Brief ::
Each record below gets repeated exactly, and pictures stay out of the copy.

_____

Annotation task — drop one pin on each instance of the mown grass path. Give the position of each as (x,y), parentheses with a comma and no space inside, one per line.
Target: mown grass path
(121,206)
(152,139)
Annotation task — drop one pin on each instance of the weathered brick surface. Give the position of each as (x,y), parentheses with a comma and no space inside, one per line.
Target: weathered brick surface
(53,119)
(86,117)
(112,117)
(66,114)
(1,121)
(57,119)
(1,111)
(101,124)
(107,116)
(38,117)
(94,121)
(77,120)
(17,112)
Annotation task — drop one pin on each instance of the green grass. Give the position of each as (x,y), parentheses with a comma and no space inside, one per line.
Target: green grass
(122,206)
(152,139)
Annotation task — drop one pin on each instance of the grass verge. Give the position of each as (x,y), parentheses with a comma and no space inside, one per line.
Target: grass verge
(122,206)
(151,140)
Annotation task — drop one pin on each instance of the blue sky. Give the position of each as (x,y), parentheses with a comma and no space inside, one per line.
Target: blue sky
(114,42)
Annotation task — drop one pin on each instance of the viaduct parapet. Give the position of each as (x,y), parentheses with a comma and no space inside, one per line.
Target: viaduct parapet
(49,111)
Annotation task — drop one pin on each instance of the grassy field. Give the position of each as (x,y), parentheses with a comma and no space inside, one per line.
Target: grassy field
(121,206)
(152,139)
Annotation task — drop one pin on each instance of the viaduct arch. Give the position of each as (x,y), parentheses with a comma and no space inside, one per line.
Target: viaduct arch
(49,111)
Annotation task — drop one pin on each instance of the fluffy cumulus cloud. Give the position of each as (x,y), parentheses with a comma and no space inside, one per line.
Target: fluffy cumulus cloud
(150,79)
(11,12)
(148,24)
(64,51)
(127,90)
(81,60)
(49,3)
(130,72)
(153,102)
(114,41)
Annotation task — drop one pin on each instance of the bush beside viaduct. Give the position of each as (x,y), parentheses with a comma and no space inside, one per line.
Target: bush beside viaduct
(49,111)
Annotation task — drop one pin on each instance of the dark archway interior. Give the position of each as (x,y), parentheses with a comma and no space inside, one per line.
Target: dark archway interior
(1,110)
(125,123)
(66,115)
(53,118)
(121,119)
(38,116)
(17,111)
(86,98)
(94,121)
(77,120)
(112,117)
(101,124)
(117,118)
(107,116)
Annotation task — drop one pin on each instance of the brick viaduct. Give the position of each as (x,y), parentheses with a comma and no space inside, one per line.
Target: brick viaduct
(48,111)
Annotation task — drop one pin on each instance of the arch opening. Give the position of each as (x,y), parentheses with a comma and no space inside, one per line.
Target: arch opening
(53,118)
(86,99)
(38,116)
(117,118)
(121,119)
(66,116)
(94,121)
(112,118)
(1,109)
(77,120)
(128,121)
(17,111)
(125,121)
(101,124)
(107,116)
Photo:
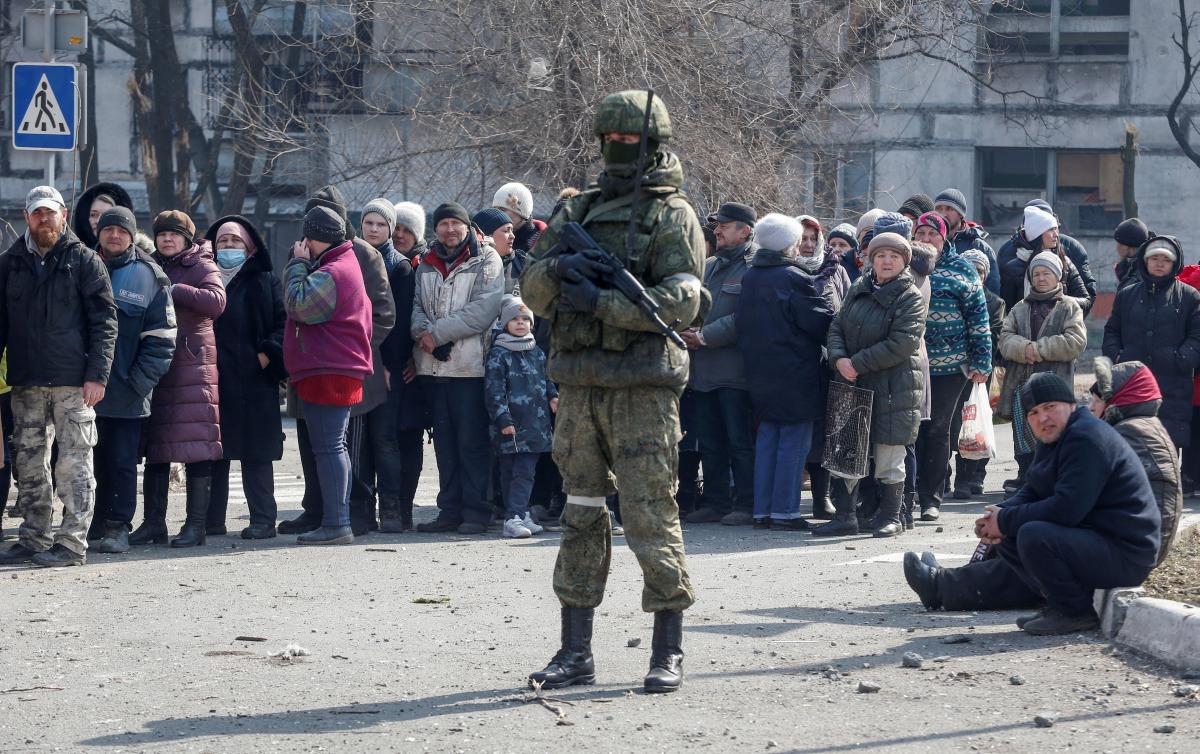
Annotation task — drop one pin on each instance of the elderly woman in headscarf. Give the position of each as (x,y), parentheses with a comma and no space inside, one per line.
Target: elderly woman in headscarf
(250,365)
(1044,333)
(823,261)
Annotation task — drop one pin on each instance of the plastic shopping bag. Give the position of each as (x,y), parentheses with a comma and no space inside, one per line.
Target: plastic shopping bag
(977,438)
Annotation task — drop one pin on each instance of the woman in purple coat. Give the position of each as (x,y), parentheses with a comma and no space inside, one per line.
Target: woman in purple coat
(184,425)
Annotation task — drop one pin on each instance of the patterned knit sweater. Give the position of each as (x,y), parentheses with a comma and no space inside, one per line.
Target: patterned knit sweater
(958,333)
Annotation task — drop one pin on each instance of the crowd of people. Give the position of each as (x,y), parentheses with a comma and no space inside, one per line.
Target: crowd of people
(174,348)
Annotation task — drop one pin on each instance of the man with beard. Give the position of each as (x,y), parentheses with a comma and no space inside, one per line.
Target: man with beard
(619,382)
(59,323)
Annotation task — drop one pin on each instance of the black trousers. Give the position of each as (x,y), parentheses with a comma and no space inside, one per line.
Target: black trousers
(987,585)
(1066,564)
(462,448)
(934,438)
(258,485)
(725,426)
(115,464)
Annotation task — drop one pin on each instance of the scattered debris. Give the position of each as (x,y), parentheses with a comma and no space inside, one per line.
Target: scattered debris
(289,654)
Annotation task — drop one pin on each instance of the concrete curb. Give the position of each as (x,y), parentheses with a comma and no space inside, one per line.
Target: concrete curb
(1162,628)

_____

Task output ::
Annotation task — drop one pin on each instance of the mown grass path. Give the position of each as (x,y), parentheses with a comma and no space inside, one per line.
Target: mown grass path
(121,206)
(152,139)
Annotation task — drop one pin on each instance of the weathered brick surface. Give the position of each as (x,y), parentheses with a comma and no space inside, one per line.
Target: weathered brick surface
(53,119)
(86,117)
(112,117)
(66,114)
(1,121)
(57,119)
(1,111)
(101,124)
(107,116)
(38,117)
(94,121)
(77,120)
(17,112)
Annotation task — drop one pin on each instance of the green grass. Give the position of each as (x,y), parentheses with a comma and no space inside, one per line.
Target: green grass
(122,206)
(152,139)
Annotation task — drop one pin on each instance of the grass verge. Give the position of each as (x,y), parentheses with a comma and no space inside, one per line.
Target: grass verge
(122,206)
(151,140)
Annotation task — drop one pin on each instance of the blue sky. Give the position of each as (x,y), parentheses with a comma and no space inside, one per line.
Target: blue sky
(114,42)
Annotation task — drop one pin on each instance of the viaduct parapet. Give the position of each as (x,y), parentheses with a comma and no space inside, one per line.
Target: viaduct parapet
(49,111)
Annotation task — drop one pin on each instance of the grassy field. Give the position of each as (x,y), parentheses with a comma and no space inside, one per line.
Target: grassy field
(121,206)
(152,139)
Annotation task — drop one pin on each instance of the viaduct arch. Give the position of each as (x,y), parentheses with a comma and no space inside, one per line.
Target: viaduct arch
(49,111)
Annotation task — drop one pin on each instance of the fluffy cumulus cloud. Give the position of each as (x,y), parentheses with a comma and no space inside, one per line.
Target: fluffy cumulus cloud
(150,79)
(11,12)
(148,24)
(64,51)
(127,90)
(81,60)
(49,3)
(130,72)
(153,102)
(114,41)
Annotation task — drop one pin on each instance of the bush beside viaduct. Give the position of each as (x,y), parentheses with a comma and no space inside, one per line.
Target: bush beside viaduct
(49,111)
Annotation task — drop one pin on each instance of the dark archway interior. Give the position of each as (x,y), parentheses with a comma and no space inside, one per line.
Target: dark archway interior
(1,110)
(125,123)
(66,115)
(53,118)
(121,119)
(38,116)
(17,111)
(86,98)
(94,121)
(77,120)
(112,117)
(101,124)
(117,118)
(107,116)
Annotation task — drop one pin on each instance of the brick viaduct. Give the position of each as (x,y), parentheses with a comma and no space inside, one per line.
Target: brick viaduct
(48,111)
Annotation task — drop one pin on each instance of the arch opening. Give the position of each as (x,y), parentheses with a comma and no space inside, one per line.
Target: arch opening
(53,118)
(86,99)
(38,116)
(117,118)
(121,119)
(66,116)
(94,121)
(112,118)
(1,109)
(77,120)
(128,121)
(17,111)
(125,121)
(101,124)
(107,116)
Photo:
Annotation task — drop one pin on each instance of the elderly woman in headscarf. Give the position of each as (x,y), parentheses with a comma and no space inside, one per line.
Target: elderly woman in headscarf
(250,365)
(1044,333)
(823,261)
Annotation task — drop one pin on each instance of the plastic shopping bag. Give the position of each as (x,y), parentheses with a comma and no space inside, one per line.
Target: plastic shopping bag
(977,438)
Annotation task — drop one pin on each instance of the woman in purple coat. Give the position of each as (x,y), parentheses with a comma and no space inside, one per line.
Target: woman in purple coat
(184,425)
Annotation task — drop one pin on each instance of the patterned knit sweater. Give the position of each as (x,y), parentheses with a comma and no space inside, one per line.
Target: patterned knit sweater
(958,333)
Annotation task — drop one pin on each instance of the crowd of people. Give the position of each as (x,y), parentheses with a comma and no space inside, one per line.
Target: crowd of people
(174,348)
Annotation task — drop one pin on each instance of the man with beard. Give the position of each as (x,y), parentheses with a comma and no space inside, one per line.
Target: man with beard
(619,382)
(59,323)
Annotation task — drop one pin on each instance of the black trousers. Give the position of each as (x,y), parentheses with a comma and no space inside, one per line.
Target: black trousers
(987,585)
(1066,564)
(462,448)
(934,438)
(258,485)
(725,426)
(115,464)
Annotation task — drop one pin on each instance of the scattered debris. Give the position of each as (x,y), parentheses with a comma and no space inside, one per line.
Target: scattered debris
(289,654)
Annotation task — drop one pin on each instance of the concrete curb. Give the position of each as (x,y), parentheses with a comma and no space inside, one per line.
Target: concrete curb
(1162,628)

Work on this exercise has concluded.